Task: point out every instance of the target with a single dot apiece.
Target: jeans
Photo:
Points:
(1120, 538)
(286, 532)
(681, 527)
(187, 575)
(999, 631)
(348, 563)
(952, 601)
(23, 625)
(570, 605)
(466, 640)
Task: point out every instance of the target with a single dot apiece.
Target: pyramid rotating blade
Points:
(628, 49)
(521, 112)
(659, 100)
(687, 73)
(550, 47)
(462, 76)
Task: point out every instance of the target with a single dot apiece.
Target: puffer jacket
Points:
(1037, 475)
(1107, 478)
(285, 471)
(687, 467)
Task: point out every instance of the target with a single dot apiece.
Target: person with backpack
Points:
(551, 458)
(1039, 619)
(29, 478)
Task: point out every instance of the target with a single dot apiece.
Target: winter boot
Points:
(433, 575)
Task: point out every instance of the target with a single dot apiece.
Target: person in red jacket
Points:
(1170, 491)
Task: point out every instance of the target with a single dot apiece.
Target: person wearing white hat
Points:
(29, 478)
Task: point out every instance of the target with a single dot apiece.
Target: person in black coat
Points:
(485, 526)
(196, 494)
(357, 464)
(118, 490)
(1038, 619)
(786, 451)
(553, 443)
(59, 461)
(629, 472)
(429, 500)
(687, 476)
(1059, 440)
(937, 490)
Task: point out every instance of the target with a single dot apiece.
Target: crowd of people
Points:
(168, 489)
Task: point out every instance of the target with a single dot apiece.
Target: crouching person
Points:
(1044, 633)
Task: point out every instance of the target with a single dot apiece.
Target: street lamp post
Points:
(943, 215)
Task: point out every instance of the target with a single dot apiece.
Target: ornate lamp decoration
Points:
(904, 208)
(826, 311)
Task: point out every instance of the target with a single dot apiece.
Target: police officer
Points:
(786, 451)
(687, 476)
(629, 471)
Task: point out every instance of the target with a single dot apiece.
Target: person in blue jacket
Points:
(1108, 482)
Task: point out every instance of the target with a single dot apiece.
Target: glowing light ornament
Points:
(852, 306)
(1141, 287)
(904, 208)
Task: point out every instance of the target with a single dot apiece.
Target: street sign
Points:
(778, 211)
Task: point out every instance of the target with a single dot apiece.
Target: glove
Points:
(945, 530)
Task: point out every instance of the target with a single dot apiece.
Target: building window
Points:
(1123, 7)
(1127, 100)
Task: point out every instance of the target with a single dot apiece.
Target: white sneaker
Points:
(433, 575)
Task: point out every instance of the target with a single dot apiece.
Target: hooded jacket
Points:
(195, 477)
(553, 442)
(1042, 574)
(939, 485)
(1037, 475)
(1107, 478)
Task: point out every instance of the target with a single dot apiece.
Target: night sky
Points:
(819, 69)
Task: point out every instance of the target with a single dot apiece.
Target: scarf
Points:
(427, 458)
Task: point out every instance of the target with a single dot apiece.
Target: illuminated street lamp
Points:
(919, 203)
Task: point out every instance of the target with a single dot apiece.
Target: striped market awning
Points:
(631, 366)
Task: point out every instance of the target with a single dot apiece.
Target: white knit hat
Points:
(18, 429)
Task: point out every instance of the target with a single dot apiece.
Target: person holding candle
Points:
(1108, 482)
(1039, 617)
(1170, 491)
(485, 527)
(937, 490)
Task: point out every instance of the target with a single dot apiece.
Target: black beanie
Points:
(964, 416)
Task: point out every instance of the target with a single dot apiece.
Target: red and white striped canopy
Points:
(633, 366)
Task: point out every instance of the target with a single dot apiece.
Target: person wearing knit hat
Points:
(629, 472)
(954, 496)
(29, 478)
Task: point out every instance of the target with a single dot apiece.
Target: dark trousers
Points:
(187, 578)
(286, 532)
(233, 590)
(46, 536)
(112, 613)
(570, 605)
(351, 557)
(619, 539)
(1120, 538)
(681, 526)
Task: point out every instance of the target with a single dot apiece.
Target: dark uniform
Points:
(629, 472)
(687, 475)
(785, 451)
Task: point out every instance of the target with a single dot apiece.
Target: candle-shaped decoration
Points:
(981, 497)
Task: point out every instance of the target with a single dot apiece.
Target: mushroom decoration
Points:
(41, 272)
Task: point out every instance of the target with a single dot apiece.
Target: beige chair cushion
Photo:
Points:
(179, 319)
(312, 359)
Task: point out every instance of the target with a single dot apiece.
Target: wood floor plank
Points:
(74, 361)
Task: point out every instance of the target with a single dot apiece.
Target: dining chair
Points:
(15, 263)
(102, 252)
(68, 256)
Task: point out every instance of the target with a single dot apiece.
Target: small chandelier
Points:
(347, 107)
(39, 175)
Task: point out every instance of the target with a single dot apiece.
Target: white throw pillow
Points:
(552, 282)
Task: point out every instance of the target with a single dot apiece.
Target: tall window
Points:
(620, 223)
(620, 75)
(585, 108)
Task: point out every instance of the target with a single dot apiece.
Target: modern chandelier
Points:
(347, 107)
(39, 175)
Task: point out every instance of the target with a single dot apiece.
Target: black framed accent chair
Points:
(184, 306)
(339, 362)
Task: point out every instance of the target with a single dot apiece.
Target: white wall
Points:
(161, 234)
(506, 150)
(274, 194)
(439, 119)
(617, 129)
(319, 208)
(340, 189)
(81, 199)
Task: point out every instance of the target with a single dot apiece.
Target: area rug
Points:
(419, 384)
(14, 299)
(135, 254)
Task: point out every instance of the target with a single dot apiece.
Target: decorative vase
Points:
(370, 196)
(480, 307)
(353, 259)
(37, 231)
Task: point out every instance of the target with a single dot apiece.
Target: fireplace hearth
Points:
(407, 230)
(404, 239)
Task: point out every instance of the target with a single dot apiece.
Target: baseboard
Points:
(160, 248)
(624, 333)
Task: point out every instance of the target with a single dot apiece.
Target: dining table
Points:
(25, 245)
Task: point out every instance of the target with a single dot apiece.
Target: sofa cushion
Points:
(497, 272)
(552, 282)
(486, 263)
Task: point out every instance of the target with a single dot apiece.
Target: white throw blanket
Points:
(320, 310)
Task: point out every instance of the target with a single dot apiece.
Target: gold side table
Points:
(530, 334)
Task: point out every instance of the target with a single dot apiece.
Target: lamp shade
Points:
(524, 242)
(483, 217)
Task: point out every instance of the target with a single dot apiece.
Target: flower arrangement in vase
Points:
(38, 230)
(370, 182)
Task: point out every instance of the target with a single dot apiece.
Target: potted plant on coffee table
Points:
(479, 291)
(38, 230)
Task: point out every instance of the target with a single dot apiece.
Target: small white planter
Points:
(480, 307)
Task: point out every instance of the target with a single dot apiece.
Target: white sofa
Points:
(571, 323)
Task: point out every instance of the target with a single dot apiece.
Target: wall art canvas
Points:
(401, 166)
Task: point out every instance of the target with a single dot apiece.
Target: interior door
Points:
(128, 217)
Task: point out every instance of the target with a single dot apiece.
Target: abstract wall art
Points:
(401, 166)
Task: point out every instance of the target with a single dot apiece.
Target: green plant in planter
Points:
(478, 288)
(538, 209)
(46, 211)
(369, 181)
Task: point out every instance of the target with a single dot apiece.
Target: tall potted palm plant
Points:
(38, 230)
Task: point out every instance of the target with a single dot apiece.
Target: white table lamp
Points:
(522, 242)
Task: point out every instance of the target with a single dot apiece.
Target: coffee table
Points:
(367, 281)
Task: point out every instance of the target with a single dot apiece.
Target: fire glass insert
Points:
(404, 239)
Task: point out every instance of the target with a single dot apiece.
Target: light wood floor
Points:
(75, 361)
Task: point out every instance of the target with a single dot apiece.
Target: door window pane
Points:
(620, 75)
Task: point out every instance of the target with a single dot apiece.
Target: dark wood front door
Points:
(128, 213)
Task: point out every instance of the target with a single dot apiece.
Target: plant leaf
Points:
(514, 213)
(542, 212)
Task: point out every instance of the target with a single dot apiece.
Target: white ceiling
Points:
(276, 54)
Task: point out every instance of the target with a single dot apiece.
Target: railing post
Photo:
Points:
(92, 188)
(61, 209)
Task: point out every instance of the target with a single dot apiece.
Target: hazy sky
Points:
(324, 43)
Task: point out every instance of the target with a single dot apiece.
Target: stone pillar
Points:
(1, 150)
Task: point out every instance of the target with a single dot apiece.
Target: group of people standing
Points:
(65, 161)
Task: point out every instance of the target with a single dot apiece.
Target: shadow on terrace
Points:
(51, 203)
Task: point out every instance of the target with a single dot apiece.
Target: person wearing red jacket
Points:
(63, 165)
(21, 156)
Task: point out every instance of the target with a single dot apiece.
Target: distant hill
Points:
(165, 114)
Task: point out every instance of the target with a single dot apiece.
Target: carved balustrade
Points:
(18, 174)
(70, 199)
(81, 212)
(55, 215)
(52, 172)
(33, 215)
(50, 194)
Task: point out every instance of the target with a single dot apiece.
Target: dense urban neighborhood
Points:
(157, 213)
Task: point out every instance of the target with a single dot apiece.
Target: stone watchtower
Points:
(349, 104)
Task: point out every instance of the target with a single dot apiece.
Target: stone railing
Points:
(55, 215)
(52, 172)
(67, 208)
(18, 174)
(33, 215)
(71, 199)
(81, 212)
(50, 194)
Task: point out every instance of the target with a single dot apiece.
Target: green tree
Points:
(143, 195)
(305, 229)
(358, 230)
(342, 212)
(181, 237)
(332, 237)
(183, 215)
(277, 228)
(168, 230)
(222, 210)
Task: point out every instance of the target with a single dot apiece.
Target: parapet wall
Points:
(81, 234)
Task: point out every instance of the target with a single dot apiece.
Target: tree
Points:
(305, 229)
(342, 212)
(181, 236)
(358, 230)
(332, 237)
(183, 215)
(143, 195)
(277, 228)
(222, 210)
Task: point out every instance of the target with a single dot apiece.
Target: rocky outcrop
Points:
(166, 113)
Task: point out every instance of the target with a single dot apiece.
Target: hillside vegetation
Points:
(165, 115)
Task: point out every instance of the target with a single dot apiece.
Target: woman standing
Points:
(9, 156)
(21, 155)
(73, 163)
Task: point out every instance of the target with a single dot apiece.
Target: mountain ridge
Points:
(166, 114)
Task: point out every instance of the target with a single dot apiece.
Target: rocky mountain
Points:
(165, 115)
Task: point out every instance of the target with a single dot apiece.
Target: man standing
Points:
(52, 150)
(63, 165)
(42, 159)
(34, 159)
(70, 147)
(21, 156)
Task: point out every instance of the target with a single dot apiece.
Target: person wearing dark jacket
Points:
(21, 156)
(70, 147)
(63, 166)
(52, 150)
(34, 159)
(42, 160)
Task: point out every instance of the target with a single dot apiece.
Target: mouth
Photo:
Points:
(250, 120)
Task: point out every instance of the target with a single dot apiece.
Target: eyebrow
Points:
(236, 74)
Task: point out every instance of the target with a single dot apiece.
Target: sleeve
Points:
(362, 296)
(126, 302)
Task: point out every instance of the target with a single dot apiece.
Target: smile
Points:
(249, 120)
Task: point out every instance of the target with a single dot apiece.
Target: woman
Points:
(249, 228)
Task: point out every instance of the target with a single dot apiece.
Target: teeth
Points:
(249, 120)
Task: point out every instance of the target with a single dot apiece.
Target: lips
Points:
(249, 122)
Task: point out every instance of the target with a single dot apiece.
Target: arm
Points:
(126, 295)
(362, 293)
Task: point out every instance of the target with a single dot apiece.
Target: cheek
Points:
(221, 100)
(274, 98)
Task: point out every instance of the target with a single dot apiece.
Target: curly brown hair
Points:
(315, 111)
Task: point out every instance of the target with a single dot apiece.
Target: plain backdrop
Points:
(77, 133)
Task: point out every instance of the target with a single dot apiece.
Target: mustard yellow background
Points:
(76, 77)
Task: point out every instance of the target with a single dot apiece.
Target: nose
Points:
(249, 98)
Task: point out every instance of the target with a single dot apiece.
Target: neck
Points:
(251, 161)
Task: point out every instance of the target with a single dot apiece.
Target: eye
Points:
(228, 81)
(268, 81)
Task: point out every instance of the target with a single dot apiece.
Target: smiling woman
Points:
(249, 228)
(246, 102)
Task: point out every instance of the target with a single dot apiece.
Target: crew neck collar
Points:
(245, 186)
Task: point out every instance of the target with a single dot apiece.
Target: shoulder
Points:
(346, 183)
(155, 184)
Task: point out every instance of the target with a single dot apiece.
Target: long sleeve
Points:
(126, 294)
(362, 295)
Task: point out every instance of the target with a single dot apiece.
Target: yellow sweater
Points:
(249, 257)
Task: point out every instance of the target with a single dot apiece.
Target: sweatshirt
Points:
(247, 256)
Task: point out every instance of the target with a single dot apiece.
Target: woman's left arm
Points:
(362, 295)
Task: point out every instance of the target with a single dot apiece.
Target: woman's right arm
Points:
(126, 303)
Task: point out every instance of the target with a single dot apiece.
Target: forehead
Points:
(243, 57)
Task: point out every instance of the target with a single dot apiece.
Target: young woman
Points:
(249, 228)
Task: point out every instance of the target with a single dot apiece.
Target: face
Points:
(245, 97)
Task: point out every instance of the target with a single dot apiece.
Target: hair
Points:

Exercise prompt: Within the records above, each line containing "yellow" is to be returned.

Answer to the problem:
Target: mustard yellow background
Target: yellow sweater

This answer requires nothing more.